[Position annotation records]

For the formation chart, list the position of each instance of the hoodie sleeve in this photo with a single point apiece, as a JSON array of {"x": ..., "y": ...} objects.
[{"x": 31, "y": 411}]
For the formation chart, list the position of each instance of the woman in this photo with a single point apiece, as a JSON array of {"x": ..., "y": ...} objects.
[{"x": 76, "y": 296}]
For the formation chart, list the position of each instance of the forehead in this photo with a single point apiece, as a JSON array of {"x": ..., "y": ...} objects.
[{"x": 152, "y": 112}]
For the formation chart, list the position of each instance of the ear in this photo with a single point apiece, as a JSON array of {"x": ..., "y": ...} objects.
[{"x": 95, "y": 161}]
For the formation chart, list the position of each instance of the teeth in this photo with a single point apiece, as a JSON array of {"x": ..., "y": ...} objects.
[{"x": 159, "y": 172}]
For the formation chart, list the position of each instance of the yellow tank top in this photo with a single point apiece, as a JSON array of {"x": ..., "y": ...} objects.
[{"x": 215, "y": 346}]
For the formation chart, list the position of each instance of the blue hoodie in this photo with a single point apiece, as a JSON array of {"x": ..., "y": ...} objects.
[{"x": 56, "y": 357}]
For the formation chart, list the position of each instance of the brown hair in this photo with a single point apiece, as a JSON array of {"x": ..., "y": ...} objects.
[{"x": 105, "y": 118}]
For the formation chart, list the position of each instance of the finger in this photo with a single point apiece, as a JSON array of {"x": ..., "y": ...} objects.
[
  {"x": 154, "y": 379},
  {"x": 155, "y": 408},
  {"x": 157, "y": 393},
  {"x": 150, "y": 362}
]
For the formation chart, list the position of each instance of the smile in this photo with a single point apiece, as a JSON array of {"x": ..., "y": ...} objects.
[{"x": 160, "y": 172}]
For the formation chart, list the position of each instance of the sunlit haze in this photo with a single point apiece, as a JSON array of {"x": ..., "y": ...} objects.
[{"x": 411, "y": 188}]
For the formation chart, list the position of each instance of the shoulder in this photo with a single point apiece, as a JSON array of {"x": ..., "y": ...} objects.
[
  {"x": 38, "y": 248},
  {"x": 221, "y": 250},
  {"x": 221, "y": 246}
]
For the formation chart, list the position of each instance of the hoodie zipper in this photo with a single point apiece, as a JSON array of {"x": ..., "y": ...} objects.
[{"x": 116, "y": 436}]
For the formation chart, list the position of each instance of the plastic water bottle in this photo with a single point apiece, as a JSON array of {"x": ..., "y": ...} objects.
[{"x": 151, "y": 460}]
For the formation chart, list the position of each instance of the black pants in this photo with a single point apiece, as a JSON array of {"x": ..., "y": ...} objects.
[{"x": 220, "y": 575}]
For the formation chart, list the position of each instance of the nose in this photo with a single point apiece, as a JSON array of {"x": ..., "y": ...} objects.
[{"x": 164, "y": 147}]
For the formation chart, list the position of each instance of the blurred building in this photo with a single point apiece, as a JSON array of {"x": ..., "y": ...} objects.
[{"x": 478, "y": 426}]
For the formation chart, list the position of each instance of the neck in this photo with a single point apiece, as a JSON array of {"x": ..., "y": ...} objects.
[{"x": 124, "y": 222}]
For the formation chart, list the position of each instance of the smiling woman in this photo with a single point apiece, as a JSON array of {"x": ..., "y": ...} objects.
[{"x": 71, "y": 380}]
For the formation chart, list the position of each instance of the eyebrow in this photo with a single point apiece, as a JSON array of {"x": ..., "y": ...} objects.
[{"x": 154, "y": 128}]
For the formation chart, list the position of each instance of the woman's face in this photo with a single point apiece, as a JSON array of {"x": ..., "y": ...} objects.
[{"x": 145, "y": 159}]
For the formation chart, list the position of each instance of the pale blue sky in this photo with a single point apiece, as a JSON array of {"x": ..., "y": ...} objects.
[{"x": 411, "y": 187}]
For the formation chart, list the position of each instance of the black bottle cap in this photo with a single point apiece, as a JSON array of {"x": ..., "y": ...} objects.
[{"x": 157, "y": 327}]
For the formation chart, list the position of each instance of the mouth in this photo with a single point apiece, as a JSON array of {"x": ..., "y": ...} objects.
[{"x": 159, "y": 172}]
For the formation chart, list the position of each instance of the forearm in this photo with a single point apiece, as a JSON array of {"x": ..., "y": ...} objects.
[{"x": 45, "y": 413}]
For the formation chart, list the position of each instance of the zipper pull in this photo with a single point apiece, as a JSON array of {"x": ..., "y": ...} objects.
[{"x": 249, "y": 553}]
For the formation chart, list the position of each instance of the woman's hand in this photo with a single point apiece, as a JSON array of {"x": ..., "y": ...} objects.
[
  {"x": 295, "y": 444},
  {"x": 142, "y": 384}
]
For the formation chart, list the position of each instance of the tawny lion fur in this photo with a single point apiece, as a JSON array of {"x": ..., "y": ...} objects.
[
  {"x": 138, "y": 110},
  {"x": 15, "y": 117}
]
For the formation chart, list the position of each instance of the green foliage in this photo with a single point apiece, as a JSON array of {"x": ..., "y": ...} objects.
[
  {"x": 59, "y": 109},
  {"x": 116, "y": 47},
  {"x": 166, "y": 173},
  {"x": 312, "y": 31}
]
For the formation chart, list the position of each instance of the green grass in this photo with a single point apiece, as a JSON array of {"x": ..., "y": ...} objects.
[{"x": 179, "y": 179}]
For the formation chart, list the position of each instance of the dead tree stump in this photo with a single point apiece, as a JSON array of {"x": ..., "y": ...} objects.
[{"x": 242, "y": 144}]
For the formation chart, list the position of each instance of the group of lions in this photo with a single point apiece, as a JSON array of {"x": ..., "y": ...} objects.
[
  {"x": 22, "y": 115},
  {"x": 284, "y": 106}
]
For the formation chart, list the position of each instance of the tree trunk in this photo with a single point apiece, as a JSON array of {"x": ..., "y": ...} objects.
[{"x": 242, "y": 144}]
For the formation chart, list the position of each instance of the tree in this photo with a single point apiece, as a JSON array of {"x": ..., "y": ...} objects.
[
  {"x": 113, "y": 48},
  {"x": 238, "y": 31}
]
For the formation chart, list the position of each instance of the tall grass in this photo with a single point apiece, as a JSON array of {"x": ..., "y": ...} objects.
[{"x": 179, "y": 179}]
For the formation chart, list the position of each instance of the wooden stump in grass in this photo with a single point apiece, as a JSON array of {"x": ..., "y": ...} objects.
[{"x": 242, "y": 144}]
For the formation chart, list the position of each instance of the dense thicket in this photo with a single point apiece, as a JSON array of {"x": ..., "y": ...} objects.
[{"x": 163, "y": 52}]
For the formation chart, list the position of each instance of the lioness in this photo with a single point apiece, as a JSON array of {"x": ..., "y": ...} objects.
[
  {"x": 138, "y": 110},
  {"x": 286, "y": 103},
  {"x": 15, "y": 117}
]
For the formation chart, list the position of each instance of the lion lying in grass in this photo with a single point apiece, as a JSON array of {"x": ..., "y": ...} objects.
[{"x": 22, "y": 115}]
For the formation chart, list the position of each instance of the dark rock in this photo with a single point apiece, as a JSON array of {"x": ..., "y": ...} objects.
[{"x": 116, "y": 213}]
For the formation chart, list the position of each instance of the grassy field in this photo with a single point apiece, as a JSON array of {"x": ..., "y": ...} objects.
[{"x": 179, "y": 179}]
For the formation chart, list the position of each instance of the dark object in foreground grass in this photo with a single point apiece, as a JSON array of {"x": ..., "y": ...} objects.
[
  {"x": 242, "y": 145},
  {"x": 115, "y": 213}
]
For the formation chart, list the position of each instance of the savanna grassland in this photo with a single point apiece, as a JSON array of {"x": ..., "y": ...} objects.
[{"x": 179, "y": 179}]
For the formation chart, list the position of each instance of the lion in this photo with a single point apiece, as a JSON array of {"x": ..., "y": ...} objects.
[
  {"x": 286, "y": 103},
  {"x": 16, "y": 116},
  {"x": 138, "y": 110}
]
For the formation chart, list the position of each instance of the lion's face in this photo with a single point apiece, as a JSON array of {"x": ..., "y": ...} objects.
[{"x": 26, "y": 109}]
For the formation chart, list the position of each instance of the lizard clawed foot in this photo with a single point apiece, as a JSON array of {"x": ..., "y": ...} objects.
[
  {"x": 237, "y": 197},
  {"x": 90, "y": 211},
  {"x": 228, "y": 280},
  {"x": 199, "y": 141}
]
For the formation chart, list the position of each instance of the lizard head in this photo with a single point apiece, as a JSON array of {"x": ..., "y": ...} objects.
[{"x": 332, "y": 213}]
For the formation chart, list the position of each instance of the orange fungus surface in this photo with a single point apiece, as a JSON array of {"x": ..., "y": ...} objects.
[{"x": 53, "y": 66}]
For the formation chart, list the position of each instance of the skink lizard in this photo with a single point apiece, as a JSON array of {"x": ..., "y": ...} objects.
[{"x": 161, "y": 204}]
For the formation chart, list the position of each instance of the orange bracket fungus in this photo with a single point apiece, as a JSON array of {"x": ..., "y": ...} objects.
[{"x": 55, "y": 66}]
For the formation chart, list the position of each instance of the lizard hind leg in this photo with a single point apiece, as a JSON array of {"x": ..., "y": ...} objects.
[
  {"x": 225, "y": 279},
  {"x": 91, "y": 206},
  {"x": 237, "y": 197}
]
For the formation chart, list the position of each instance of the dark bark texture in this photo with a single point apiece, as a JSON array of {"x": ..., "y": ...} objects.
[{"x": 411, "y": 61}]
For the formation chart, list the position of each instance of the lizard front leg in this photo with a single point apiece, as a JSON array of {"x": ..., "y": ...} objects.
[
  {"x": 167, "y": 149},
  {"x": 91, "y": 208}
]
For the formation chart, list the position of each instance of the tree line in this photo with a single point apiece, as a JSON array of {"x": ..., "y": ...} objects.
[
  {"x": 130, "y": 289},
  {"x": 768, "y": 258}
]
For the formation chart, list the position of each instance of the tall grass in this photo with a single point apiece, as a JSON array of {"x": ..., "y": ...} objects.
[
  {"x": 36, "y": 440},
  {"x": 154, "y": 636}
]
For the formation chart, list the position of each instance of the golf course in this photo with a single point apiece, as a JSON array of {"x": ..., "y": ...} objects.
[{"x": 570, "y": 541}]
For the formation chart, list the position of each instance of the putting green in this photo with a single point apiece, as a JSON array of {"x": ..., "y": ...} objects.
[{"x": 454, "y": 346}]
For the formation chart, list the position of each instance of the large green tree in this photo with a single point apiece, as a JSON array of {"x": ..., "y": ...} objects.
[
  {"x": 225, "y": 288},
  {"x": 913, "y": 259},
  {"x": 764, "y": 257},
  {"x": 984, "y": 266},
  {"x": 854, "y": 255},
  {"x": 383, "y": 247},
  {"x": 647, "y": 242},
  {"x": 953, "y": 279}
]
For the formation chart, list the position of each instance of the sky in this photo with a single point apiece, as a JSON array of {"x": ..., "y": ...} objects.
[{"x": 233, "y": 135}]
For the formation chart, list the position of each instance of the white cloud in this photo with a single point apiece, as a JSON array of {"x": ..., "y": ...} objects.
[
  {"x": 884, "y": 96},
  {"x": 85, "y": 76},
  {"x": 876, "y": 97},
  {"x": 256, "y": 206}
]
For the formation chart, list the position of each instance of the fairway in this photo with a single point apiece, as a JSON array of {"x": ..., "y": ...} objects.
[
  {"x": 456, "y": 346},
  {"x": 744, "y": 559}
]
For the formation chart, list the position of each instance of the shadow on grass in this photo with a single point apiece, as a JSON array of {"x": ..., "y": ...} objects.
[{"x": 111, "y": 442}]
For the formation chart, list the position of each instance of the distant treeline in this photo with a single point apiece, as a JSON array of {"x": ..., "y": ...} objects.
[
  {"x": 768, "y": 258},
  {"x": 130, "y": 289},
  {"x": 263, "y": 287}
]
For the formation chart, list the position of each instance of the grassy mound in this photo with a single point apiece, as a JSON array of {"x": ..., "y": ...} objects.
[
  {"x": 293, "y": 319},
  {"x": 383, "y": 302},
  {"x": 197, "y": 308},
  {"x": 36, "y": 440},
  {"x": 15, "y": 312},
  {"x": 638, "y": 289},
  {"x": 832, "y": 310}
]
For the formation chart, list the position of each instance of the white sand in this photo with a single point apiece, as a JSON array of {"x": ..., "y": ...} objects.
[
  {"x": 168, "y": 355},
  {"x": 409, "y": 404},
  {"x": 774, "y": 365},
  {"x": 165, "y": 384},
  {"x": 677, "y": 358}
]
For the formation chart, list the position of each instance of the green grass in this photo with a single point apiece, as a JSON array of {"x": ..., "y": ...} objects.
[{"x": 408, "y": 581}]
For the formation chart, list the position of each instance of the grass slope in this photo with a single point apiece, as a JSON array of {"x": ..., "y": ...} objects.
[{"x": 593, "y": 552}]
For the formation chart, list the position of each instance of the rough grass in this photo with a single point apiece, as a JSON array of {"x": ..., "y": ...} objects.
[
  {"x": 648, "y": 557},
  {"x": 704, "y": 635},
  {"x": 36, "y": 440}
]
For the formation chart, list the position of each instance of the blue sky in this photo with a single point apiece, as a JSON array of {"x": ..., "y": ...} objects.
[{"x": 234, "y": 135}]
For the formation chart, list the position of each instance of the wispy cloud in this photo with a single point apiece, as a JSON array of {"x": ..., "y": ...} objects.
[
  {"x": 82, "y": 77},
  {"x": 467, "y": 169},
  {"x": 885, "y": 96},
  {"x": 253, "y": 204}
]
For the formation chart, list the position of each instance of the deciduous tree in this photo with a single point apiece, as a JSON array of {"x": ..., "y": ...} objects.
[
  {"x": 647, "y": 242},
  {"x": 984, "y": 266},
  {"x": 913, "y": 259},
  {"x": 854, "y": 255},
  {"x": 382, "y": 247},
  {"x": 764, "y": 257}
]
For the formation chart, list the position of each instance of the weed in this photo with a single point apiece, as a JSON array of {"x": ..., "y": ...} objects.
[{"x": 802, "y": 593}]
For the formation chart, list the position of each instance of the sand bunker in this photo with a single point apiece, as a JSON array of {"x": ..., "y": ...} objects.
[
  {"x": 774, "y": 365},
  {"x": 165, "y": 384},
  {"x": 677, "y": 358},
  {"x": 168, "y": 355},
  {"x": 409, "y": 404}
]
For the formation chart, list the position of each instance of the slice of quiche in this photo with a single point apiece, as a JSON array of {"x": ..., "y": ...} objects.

--- Instructions to follow ---
Every line from the one containing "of the deciduous" through the end of the entries above must be echoed exactly, with both ends kept.

--- Result for this task ---
For the formation chart, list the position of each instance of the deciduous tree in this photo with a single point apiece, as a JSON array of {"x": ..., "y": ...} objects.
[
  {"x": 647, "y": 242},
  {"x": 984, "y": 266},
  {"x": 913, "y": 259},
  {"x": 854, "y": 255},
  {"x": 382, "y": 247},
  {"x": 764, "y": 257}
]
For the formation chart, list the position of each instance of the weed in this photo with a single point apiece, as a JSON array of {"x": ..., "y": ...} objects.
[{"x": 802, "y": 593}]
For the formation chart, list the position of each instance of the sand bunker in this photo with a single point apiece, as a JSON array of {"x": ..., "y": ...} objects.
[
  {"x": 774, "y": 365},
  {"x": 165, "y": 384},
  {"x": 677, "y": 358},
  {"x": 168, "y": 355},
  {"x": 409, "y": 404}
]
For the formation chart, list the position of each instance of the slice of quiche in this photo with a single point apiece, as a JSON array of {"x": ..., "y": ...} objects.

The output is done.